#### [Exercise prompt]
Each line that holds the word "house" counts once; give the total for the records below and nothing else.

#####

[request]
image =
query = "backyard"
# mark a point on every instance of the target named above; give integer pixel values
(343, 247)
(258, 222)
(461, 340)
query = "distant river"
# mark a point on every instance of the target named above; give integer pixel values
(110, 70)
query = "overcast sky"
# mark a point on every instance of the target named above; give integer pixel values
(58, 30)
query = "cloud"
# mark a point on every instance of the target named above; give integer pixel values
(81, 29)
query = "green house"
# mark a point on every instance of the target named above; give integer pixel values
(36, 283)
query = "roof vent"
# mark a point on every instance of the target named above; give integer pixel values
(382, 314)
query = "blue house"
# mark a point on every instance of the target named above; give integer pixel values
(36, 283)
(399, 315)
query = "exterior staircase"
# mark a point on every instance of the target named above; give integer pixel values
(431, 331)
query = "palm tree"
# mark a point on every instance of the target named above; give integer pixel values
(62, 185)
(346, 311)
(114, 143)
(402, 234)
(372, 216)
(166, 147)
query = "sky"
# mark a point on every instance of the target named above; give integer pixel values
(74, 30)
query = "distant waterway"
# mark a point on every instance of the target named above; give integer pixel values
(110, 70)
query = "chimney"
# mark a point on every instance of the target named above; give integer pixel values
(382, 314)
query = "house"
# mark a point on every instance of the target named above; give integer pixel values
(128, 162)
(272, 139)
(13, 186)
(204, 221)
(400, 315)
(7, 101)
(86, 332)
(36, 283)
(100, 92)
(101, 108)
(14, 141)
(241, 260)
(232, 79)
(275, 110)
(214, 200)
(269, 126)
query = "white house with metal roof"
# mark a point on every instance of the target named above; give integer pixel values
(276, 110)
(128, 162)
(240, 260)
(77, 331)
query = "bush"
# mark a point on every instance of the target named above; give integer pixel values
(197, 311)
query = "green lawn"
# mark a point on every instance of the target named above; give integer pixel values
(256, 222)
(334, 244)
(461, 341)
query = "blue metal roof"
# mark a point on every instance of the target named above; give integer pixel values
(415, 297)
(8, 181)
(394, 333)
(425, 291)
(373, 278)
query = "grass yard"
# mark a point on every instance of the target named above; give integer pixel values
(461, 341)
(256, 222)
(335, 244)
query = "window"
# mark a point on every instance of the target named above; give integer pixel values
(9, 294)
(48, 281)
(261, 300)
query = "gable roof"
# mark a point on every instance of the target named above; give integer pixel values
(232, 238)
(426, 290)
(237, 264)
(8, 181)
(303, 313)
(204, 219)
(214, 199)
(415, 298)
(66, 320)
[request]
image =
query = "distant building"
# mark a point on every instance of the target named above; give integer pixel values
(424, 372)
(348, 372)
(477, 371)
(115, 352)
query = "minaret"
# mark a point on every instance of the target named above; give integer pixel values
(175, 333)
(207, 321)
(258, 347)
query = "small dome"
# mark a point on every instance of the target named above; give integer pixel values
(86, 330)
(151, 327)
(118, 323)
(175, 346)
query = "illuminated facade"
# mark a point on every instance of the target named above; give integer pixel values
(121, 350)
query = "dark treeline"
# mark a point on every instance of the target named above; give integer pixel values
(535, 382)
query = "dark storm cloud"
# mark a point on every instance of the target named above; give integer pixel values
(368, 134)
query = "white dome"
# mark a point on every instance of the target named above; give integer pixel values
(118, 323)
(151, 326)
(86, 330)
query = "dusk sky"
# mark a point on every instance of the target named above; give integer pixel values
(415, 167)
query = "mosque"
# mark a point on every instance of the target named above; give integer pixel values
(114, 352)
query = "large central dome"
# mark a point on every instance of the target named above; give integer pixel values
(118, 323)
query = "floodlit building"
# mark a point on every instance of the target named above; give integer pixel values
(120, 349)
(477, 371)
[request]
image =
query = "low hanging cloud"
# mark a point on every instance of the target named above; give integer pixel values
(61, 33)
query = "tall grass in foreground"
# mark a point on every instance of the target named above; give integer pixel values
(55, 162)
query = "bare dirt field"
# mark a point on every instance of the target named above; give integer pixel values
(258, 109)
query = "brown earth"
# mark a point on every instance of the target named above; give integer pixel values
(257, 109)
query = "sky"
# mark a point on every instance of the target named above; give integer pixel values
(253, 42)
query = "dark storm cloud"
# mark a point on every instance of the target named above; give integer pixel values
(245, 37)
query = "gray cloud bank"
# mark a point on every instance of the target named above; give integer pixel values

#####

#### [Exercise response]
4